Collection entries
⁂
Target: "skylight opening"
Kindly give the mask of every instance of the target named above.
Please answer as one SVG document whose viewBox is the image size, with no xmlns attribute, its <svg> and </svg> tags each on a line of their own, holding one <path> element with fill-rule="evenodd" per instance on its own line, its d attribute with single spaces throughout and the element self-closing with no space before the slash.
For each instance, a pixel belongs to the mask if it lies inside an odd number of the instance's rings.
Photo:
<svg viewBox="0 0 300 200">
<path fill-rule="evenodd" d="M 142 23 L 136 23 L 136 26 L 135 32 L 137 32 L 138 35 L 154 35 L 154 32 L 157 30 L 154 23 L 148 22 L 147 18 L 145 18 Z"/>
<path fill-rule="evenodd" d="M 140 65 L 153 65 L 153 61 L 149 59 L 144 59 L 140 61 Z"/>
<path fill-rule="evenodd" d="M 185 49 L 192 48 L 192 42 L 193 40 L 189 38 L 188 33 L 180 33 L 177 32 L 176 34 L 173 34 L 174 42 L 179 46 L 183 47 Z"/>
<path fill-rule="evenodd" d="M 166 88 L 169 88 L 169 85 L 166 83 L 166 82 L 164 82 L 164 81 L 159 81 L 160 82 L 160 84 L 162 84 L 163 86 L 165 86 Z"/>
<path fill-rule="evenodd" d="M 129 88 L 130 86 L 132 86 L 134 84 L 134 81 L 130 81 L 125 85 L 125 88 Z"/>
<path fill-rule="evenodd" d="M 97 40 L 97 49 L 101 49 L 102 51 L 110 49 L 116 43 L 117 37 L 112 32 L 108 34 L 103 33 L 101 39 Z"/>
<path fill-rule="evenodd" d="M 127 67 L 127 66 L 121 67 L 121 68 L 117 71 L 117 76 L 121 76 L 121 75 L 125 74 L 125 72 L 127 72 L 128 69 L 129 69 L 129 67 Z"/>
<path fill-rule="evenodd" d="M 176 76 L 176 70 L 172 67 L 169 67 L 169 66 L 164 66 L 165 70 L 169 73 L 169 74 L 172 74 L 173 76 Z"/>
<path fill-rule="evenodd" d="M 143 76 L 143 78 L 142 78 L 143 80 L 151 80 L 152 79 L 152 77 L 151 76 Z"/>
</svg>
⁂
**Requirement**
Rewrite each of the records, replacing "instance" with "object" at every occurrence and leaving the rest untouched.

**Result for this task**
Target: "skylight opening"
Kindly give the mask of every object of the target named above.
Please answer as one SVG document whose viewBox is the image size, with no xmlns attribute, its <svg> and </svg> tags each on a line of their own, holding one <path> element with fill-rule="evenodd" per object on its own line, its d attribute with single spaces throughout and the element self-closing with no space before the slash.
For each object, a pixel belongs to the mask if it lies inside an odd number of the object's rings.
Photo:
<svg viewBox="0 0 300 200">
<path fill-rule="evenodd" d="M 142 23 L 136 23 L 136 26 L 135 32 L 137 32 L 138 35 L 154 35 L 154 32 L 157 30 L 154 23 L 148 22 L 147 18 L 145 18 Z"/>
<path fill-rule="evenodd" d="M 140 65 L 153 65 L 153 61 L 149 59 L 144 59 L 140 61 Z"/>
<path fill-rule="evenodd" d="M 185 49 L 192 48 L 192 42 L 193 40 L 189 38 L 188 33 L 180 33 L 177 32 L 176 34 L 173 34 L 174 42 L 179 46 L 183 47 Z"/>
<path fill-rule="evenodd" d="M 166 88 L 169 88 L 169 85 L 166 83 L 166 82 L 164 82 L 164 81 L 159 81 L 160 82 L 160 84 L 162 84 L 163 86 L 165 86 Z"/>
<path fill-rule="evenodd" d="M 129 88 L 130 86 L 132 86 L 134 84 L 134 81 L 130 81 L 125 85 L 125 88 Z"/>
<path fill-rule="evenodd" d="M 97 40 L 97 49 L 101 49 L 102 51 L 110 49 L 116 43 L 117 37 L 112 32 L 108 34 L 103 33 L 101 39 Z"/>
<path fill-rule="evenodd" d="M 127 67 L 127 66 L 121 67 L 121 68 L 117 71 L 117 76 L 121 76 L 121 75 L 125 74 L 125 72 L 127 72 L 128 69 L 129 69 L 129 67 Z"/>
<path fill-rule="evenodd" d="M 176 76 L 176 70 L 172 67 L 169 67 L 169 66 L 164 66 L 165 70 L 169 73 L 169 74 L 172 74 L 173 76 Z"/>
<path fill-rule="evenodd" d="M 143 76 L 143 78 L 142 78 L 143 80 L 151 80 L 152 79 L 152 77 L 151 76 Z"/>
</svg>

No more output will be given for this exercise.